Problem set —
1: According to the LiCO passage, on which node does the LiCO GUI Installer run?
2: List every row that contains the word "correct", with case counting.

Text block —
-------------------------

Always back up your configuration files and database files before proceeding with any upgrade.

Make sure to follow the official LiCO installation and upgrade guides provided by the vendor for each specific version.

LiCO GUI Installer is a tool that simplifies HPC cluster deployment and LiCO setup. It runs on the management node and it can use Confluent to deploy the OS on the compute nodes.

The user can define the following node types:

  • head node (currently only a single head node is supported. (This is the same machine on which the installer runs)
  • login nodes - one or more
  • compute nodes - one or more

The compute nodes that have at least 1 GPU defined in the config file are treated as GPU nodes and NVIDIA drivers will be installed on these.

You can download LiCO Installation GUI from here, and follow this guide to deploy HPC cluster and LiCO easily.

LiCO GUI Installer

Figure 44. LiCO GUI Installer

Diskless installation

A diskless boot system (otherwise known as a PXE boot setup) is a computer system without hard drives. Instead, each computer uses network-attached storage drives on a server to store data.

LiCO support the option to have a diskless installation. You can follow this guide to deploy HPC cluster with the diskless option.

Subscription and Support

LiCO HPC/AI is enabled through a per-CPU and per-GPU subscription and support entitlement model, which once entitled for the all the processors contained within the cluster, gives the customer access to LiCO package updates and Lenovo support for the length of the acquired term.

-------------------------

Dataset records —
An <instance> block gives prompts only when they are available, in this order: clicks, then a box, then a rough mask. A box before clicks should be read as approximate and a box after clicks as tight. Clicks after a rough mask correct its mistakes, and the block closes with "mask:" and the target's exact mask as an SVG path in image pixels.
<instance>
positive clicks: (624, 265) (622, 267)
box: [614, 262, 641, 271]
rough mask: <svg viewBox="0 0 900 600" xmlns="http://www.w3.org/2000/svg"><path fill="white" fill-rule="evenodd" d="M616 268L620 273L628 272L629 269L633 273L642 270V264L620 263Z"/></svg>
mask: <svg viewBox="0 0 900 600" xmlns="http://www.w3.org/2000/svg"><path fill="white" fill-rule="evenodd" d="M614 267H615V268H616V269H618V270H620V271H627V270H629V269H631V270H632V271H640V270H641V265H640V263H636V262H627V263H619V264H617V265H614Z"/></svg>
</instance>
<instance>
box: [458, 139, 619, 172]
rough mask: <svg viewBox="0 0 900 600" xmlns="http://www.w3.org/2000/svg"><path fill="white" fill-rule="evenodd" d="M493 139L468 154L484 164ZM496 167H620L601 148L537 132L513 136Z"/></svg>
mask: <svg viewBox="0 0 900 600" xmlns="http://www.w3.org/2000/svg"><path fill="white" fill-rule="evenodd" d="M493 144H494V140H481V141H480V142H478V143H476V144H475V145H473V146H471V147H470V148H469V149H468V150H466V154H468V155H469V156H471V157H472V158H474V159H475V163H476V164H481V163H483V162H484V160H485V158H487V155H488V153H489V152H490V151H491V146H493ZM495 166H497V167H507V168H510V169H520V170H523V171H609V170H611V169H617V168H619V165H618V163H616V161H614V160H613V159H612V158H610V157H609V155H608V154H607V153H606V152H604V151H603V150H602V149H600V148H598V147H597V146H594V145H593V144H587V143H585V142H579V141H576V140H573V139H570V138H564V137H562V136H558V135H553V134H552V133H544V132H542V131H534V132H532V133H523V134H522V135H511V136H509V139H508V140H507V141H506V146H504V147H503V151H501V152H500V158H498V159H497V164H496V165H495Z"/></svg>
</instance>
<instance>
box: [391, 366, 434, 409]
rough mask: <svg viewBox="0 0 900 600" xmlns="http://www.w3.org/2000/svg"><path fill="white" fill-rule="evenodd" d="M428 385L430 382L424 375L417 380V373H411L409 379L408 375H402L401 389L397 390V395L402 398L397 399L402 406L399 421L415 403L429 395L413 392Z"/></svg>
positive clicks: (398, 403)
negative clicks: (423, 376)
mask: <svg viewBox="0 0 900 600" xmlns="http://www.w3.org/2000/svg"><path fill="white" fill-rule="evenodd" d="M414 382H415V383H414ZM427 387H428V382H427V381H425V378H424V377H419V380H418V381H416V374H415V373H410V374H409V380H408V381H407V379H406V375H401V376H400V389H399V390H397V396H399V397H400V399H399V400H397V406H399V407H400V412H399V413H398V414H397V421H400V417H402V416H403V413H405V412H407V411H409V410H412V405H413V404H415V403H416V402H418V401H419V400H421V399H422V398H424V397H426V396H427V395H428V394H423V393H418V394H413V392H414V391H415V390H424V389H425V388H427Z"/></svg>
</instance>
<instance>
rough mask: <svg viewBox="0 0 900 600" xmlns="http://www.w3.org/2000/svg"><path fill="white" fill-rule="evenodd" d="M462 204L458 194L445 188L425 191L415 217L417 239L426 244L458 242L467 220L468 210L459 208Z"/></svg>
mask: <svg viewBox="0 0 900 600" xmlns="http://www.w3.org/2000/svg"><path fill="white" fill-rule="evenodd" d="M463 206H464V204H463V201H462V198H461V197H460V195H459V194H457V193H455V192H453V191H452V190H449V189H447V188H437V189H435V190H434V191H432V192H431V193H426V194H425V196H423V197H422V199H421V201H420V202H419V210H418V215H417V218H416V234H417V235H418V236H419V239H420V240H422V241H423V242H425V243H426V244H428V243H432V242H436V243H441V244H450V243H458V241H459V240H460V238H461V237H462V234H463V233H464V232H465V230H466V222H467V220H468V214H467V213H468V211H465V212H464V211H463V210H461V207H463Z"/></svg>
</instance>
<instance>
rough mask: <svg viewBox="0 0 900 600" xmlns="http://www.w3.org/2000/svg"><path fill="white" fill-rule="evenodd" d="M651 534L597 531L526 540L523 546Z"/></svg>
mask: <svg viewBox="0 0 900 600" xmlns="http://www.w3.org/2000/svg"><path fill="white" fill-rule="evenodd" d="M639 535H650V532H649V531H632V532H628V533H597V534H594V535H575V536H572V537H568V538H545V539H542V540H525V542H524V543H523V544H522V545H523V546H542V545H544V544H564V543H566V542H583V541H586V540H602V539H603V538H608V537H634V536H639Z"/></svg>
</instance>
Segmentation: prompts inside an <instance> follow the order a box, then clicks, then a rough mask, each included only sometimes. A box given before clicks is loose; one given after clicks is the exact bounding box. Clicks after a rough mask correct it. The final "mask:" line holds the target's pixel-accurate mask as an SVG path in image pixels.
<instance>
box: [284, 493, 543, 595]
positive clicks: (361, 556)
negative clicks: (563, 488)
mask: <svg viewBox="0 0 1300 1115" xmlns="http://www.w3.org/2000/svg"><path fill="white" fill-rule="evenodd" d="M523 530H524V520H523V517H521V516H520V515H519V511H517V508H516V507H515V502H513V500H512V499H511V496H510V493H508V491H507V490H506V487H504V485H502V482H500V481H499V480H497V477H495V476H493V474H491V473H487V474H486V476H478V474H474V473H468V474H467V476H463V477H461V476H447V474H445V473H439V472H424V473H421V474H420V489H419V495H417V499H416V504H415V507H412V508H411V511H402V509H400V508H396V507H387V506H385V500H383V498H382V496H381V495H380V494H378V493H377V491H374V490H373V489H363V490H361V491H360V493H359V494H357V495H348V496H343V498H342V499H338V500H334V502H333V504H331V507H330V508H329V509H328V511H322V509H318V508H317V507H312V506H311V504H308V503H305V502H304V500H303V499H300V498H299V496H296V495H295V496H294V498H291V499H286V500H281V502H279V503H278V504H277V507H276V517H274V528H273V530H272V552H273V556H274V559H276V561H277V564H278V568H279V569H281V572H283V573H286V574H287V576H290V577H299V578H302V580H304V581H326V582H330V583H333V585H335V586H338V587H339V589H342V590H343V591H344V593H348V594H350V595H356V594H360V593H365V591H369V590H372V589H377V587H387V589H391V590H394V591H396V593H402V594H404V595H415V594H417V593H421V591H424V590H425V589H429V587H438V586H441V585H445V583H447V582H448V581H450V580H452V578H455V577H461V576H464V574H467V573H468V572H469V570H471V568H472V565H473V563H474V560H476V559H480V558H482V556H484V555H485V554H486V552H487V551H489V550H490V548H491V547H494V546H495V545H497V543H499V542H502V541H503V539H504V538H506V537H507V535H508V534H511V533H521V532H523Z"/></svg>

-------------------------

Solutions by task —
1: It runs on the management node.

2:
An <instance> block gives prompts only when they are available, in this order: clicks, then a box, then a rough mask. A box before clicks should be read as approximate and a box after clicks as tight. Clicks after a rough mask correct its mistakes, and the block closes with "mask:" and the target's exact mask as an SVG path in image pixels.
Segmentation: prompts inside an <instance> follow the order a box, then clicks, then a rough mask, each included only sometimes. A box given before clicks is loose; one given after clicks is the exact bounding box. Clicks after a rough mask correct it. The final "mask:" line holds the target's pixel-accurate mask as an SVG path in image pixels.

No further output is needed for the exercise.